Problem description: Down to the last line, output the records below exactly.

Available data:
_ _ _ _ _
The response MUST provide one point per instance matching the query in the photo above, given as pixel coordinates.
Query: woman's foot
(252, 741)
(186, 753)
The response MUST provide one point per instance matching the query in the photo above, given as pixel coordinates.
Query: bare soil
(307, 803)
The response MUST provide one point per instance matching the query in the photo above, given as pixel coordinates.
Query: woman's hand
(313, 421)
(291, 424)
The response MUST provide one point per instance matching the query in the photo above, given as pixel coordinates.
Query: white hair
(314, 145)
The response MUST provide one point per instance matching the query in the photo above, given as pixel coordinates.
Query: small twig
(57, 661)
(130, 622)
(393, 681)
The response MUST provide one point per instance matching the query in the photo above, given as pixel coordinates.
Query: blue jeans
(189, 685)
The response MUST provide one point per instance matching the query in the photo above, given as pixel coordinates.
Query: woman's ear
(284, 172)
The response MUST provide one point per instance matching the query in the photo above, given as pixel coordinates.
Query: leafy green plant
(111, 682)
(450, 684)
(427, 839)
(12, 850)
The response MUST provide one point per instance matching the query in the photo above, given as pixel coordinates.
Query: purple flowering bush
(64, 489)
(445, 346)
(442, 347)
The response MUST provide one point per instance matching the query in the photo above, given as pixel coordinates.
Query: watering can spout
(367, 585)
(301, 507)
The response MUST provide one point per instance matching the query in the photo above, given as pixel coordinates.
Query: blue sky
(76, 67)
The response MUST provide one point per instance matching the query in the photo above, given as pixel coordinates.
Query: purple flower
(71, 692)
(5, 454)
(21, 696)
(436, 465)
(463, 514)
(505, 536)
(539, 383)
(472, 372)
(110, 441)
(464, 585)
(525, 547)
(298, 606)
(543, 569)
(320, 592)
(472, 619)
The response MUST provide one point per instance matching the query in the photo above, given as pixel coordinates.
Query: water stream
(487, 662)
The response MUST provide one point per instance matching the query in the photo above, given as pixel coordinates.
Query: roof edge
_ _ _ _ _
Answer space:
The response MUST provide one point per instance matching the query in the photo above, given as pixel coordinates.
Query: woman's foot
(252, 741)
(186, 753)
The response MUST provide one point per instance matching the query in the photo above, given as pixel coordinates.
Query: bare soil
(307, 803)
The response MUST provide one point per instance matching the query in the photo above, given as pixel coordinates.
Query: woman's hand
(313, 421)
(291, 424)
The response MUST provide one point per instance matching the query in the photo above, given as pixel coordinates.
Query: white hair
(314, 145)
The response MUST provide one point per instance matching the query in the photo above, given as pixel coordinates.
Query: small twig
(57, 661)
(130, 622)
(393, 681)
The response MUST provide one point per instance matching the query in the photo above, given as pixel coordinates.
Query: blue jeans
(189, 685)
The response MUST provide one point per instance matching the query in the photo above, given as pixel coordinates.
Query: woman's ear
(284, 172)
The response MUST provide one point per instance matching the query in the photo above, given as pixel coordinates.
Query: leafy green plant
(111, 682)
(450, 684)
(427, 839)
(12, 850)
The response MUST provide one point per instance matching the query in the photo above, given as pixel coordinates.
Query: purple flowering bush
(64, 489)
(445, 346)
(442, 347)
The response MUST provide one point per instance matching the query in the photo above, given as pixel coordinates.
Query: watering can spout
(367, 585)
(301, 507)
The response MUST provide one point per instance matching the query in the photo above, given as pixel coordinates.
Query: blue sky
(76, 67)
The response MUST provide one point per instance matching the query in the photo above, given as pixel coordinates.
Query: purple flower
(71, 692)
(5, 454)
(21, 696)
(436, 465)
(463, 514)
(505, 536)
(539, 383)
(472, 372)
(110, 441)
(464, 585)
(525, 547)
(298, 606)
(543, 569)
(320, 592)
(472, 619)
The response MUST provide one point per instance matching the query in the photo above, given as pixel coordinates.
Query: water stream
(487, 662)
The response MUST provide one point per instance matching the query in the photo above, given as pixel coordinates.
Query: roof edge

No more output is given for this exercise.